> _Data shown_:
-- begin --
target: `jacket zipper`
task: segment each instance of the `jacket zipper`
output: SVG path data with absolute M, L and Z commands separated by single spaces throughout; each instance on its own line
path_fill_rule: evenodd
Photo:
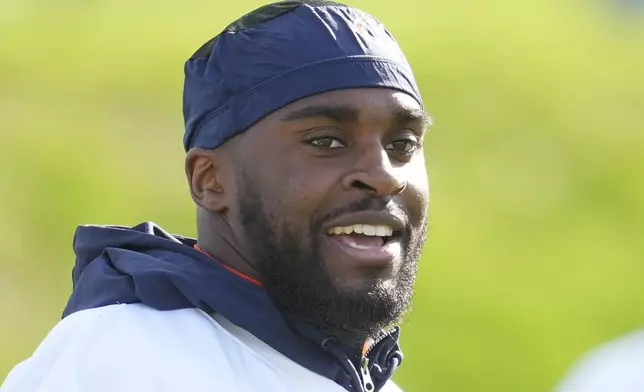
M 395 333 L 395 329 L 392 329 L 391 331 L 380 334 L 380 336 L 369 345 L 369 348 L 367 348 L 367 351 L 365 351 L 364 355 L 362 356 L 360 375 L 362 376 L 363 391 L 372 392 L 375 389 L 375 384 L 371 379 L 371 372 L 369 371 L 369 354 L 371 353 L 374 347 L 376 347 L 380 342 L 382 342 L 386 338 L 391 337 L 391 335 L 393 335 L 394 333 Z

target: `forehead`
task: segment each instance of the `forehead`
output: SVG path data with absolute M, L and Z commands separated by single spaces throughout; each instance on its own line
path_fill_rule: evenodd
M 355 110 L 358 118 L 392 118 L 408 113 L 419 119 L 428 119 L 422 106 L 410 95 L 388 88 L 356 88 L 329 91 L 300 99 L 273 113 L 275 118 L 284 119 L 291 113 L 309 107 L 348 107 Z

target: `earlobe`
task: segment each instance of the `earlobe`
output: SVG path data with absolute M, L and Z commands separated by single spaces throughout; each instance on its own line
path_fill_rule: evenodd
M 186 176 L 192 200 L 210 212 L 223 212 L 228 208 L 219 161 L 217 152 L 201 148 L 191 149 L 186 156 Z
-- end --
> _Task to carry out_: Images do not belong in the copy; reproduce all other parts of the records above verbatim.

> _Expected answer_:
target: `jacket zipper`
task: segment each instance of the `jacket zipper`
output: SVG path data with absolute M, L and Z commands separated by single spaces throughout; each instance on its own line
path_fill_rule: evenodd
Photo:
M 395 333 L 395 329 L 392 329 L 391 331 L 380 334 L 380 336 L 369 345 L 369 348 L 367 348 L 367 351 L 365 351 L 364 355 L 362 356 L 360 375 L 362 376 L 363 391 L 372 392 L 375 389 L 375 384 L 371 379 L 371 372 L 369 371 L 369 354 L 371 353 L 374 347 L 376 347 L 380 342 L 382 342 L 386 338 L 391 337 L 391 335 L 393 335 L 394 333 Z

target: `forehead`
task: segment each instance of the `forehead`
output: SVG path data with absolute M, L and Z commands separated by single spaces throughout; each instance on its own line
path_fill_rule: evenodd
M 355 110 L 358 118 L 392 118 L 408 113 L 419 119 L 428 119 L 422 106 L 410 95 L 388 88 L 356 88 L 329 91 L 300 99 L 273 113 L 275 118 L 284 119 L 291 113 L 309 107 L 348 107 Z

target: `earlobe`
task: segment each instance of the `earlobe`
output: SVG path data with absolute M, L and Z commands separated by single spaces throughout; each instance on its own line
path_fill_rule: evenodd
M 186 176 L 192 200 L 210 212 L 223 212 L 228 208 L 219 161 L 217 152 L 201 148 L 191 149 L 186 156 Z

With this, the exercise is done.